Directive: Reproduce the following lines verbatim, keeping every character, space, and line break unchanged.

Records provided:
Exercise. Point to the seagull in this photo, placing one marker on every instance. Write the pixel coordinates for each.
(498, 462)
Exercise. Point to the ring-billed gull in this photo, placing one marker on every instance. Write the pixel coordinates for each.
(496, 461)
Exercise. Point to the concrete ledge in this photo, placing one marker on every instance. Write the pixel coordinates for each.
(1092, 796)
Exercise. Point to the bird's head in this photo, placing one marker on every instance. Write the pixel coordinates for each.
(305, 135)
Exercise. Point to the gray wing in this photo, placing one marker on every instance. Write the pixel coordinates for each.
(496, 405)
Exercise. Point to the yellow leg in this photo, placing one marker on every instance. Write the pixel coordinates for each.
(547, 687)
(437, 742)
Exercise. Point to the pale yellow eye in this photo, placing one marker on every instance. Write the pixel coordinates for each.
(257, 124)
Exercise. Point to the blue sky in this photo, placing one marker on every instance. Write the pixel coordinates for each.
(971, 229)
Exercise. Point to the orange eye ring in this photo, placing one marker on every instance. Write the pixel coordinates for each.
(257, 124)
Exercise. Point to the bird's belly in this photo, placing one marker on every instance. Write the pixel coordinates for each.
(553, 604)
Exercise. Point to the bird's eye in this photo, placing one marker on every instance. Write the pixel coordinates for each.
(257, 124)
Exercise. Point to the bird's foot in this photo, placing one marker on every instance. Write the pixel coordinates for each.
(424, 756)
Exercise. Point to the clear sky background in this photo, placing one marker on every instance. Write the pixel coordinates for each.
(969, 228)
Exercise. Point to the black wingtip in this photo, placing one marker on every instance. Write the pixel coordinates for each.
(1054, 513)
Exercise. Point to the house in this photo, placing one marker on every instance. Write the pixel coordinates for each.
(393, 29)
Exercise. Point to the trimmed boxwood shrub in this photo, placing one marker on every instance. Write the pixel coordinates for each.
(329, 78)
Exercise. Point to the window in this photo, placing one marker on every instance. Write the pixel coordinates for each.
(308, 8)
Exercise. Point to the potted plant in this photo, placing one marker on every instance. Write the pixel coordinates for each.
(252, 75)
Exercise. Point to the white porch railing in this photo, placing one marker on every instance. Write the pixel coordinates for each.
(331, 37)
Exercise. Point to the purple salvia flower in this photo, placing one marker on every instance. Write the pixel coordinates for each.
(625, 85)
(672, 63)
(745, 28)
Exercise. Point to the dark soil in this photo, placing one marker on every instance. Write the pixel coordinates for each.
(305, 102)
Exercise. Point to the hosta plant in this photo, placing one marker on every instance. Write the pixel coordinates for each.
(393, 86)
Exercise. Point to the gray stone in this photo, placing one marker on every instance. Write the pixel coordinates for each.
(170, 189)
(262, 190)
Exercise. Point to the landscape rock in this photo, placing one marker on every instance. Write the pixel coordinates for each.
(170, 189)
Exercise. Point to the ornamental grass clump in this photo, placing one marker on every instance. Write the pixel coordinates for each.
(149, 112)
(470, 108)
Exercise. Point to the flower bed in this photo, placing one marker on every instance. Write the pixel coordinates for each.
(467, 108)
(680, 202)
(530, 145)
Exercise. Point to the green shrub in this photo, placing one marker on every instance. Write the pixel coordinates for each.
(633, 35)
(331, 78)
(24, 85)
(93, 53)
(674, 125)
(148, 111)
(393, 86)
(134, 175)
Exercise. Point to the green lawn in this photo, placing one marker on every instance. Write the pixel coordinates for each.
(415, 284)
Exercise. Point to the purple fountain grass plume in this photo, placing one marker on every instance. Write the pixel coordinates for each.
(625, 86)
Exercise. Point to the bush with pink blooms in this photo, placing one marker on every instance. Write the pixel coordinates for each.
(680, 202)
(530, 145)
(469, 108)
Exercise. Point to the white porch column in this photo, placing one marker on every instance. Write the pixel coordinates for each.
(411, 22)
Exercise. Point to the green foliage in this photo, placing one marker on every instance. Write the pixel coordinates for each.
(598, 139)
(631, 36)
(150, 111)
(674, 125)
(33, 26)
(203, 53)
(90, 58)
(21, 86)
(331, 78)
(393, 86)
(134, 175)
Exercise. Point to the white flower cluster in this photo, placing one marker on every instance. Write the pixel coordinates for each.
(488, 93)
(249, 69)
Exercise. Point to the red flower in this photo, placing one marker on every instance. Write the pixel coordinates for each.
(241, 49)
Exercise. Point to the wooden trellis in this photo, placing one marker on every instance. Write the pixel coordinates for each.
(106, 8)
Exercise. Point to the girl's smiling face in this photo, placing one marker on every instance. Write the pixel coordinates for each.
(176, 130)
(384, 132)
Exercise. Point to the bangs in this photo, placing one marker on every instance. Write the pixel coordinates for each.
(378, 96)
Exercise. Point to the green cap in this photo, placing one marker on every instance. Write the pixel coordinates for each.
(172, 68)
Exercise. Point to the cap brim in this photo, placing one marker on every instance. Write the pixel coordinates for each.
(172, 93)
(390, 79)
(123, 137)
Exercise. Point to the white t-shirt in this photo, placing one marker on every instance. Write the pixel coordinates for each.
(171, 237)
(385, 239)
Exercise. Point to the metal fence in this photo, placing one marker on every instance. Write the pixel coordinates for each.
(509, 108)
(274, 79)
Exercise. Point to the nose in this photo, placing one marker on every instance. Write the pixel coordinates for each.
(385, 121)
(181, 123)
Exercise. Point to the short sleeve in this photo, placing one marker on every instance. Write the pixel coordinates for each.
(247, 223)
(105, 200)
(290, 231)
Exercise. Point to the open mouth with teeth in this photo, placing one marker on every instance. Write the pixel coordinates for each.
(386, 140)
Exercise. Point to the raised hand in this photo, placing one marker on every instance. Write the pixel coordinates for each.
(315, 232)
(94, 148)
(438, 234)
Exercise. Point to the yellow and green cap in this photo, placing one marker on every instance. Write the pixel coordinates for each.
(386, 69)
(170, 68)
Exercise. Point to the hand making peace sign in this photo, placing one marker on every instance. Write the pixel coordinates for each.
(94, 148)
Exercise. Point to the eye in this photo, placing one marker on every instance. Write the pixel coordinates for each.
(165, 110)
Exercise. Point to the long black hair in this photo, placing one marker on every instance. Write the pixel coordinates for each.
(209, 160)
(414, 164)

Answer to this task:
Exercise. Point to the seagull in this photo, placing one marker on every instance. Write the pixel coordinates for each.
(498, 462)
Exercise. Point to the ring-billed gull in this photo, placing one marker on every instance. Write the pixel coordinates for each.
(496, 461)
Exercise. Point to the concrete ledge in this photo, placing one marker on every instance. Write the pixel coordinates for each.
(1092, 796)
Exercise. Point to the bird's head in this photo, placing one marker on every instance. Write the pixel coordinates for each.
(305, 135)
Exercise. Point to the gray wing in this photo, placing one marker on every instance. Write the pixel coordinates for each.
(496, 405)
Exercise. Point to the yellow leg in this photo, placing one marker on every instance. Write the pixel coordinates for each.
(547, 687)
(437, 742)
Exercise. Point to the pale yellow eye in this photo, placing one marker on every instance. Write the pixel coordinates for each.
(257, 124)
Exercise. Point to the blue sky in this photo, placing one marker on every instance. Write the pixel coordinates for each.
(971, 229)
Exercise. Point to the orange eye ring in this photo, placing one marker on every instance. Write the pixel coordinates for each.
(257, 124)
Exercise. Point to the bird's belly in this photo, placing one marker on every instance. Write the pixel coordinates for each.
(553, 604)
Exercise. Point to the bird's eye in this photo, placing one marker on every instance. Write the pixel coordinates for each.
(257, 124)
Exercise. Point to the bird's foot in this photo, placing one marker on every instance. Write the pixel coordinates for each.
(424, 756)
Exercise. Point to the clear sky background in this photo, placing one marker on every instance. Write the pixel coordinates for each.
(969, 228)
Exercise. Point to the black wingtip in this photo, placing one marker on every instance. Write the pixel coordinates for each.
(1054, 513)
Exercise. Point to the house in this photo, placing one marker on every instance. Write the pixel coordinates for each.
(393, 29)
Exercise. Point to the trimmed boxwood shrub in this photo, placing one marker on every instance. Write the pixel coordinates for each.
(329, 78)
Exercise. Point to the window in this photo, placing one marker on every instance. Write the pixel coordinates for each.
(308, 8)
Exercise. Point to the potted plant in this photo, placing one marker on every instance. Write the pixel coordinates for each.
(252, 75)
Exercise. Point to the white porch railing in this photo, placing one marker on every instance. Write the pixel coordinates for each.
(331, 37)
Exercise. Point to the purple salvia flower in this photo, placing one marker on every instance. Write the pixel coordinates for each.
(625, 85)
(672, 63)
(745, 28)
Exercise. Point to the dark soil in this photo, placing one marker on every instance. Write the pixel coordinates for each.
(305, 102)
Exercise. Point to the hosta plant in this photo, placing one marker on every instance. Write the pixel coordinates for each.
(393, 86)
Exercise. Point to the gray stone in this photo, placing one marker on every instance. Write the pixel coordinates for each.
(170, 189)
(262, 190)
Exercise. Point to the landscape rock in this photo, placing one marker on every instance. Write the pixel coordinates for each.
(170, 189)
Exercise. Point to the ornamental grass clump in this photo, placing one marker on every instance. Write the pixel coordinates for each.
(149, 112)
(470, 108)
Exercise. Point to the flower bed in this photo, placing one marker on every instance. Write the pixel coordinates for each.
(467, 108)
(680, 202)
(530, 145)
Exercise. Point to the green shrub in this photo, placing one marker on every instance. Write the pixel coordinates for each.
(633, 35)
(331, 78)
(24, 85)
(93, 53)
(674, 125)
(148, 111)
(393, 86)
(134, 175)
Exercise. Point to the green lawn in this photo, placing one marker on every instance. Write the pixel coordinates for each.
(415, 284)
Exercise. Point to the purple fountain grass plume in this photo, placing one marker on every instance. Write the pixel coordinates for each.
(625, 86)
Exercise. Point to the bush with pink blooms in this photo, placing one marker on every instance. Write the pixel coordinates for each.
(680, 202)
(530, 145)
(469, 108)
Exercise. Point to the white porch column in this photo, placing one marker on every instance. Write the pixel coordinates for each.
(411, 22)
Exercise. Point to the green foliage in this photo, placing one marker on every instance. Write the pixel coordinates for each.
(598, 139)
(631, 36)
(150, 111)
(674, 125)
(33, 26)
(203, 53)
(90, 58)
(21, 86)
(331, 78)
(393, 86)
(134, 175)
Exercise. Point to the white flower cluster in this photo, placing one marker on every instance. Write the pixel coordinates for each.
(488, 93)
(249, 69)
Exercise. Point to the red flower in this photo, placing one marker on every instance. Write the pixel coordinates for each.
(241, 49)
Exercise. Point to the wooden trellis in this photo, placing one marker on every instance. Write the pixel coordinates for each.
(106, 8)
Exercise. Point to the girl's smiling face in this photo, placing one marker on every instance. Write the pixel coordinates for each.
(176, 130)
(384, 132)
Exercise. Point to the bangs in this photo, placing one marker on every instance. Write the pixel coordinates for each.
(378, 96)
Exercise. Point to the green cap in this photo, placing one marker on every instance. Write the pixel coordinates for each.
(172, 68)
Exercise. Point to the cap brim in this photo, placing one marker on every instance. Write the pixel coordinates for each.
(172, 93)
(390, 79)
(123, 137)
Exercise. Point to the white t-shirt in this photo, placing one marker on every instance. Write the pixel coordinates for each.
(171, 237)
(385, 239)
Exercise. Point to the metal fence in this photo, placing one marker on every instance. Write the pixel coordinates for each.
(509, 108)
(274, 79)
Exercise. Point to the nose in this photo, placing one marker on every instance. Write the pixel coordinates for each.
(385, 121)
(181, 123)
Exercise. Point to the short sleeve in this photo, placing one marker on every instance. Write the pixel coordinates for each.
(247, 223)
(105, 200)
(290, 231)
Exercise. Point to the open mouth with teeth in this photo, placing one marker on every instance. Write the pixel coordinates for each.
(386, 140)
Exercise. Point to the raised hand in this photo, placing one marker on every instance. Write the pixel coordinates for each.
(315, 232)
(94, 148)
(438, 234)
Exercise. Point to the yellow and green cap in this photo, placing one marker on every instance. Write the pixel coordinates for each.
(386, 69)
(170, 68)
Exercise. Point to the hand making peace sign in this photo, placing one marker on every instance. Write the pixel coordinates for each.
(94, 148)
Exercise. Point to the eye in this photo, placing one marker on every instance. Write the pixel coordinates for each.
(165, 110)
Exercise. Point to the long black hair in this photo, placing one marker on every instance. Write the pixel coordinates for each.
(209, 160)
(414, 164)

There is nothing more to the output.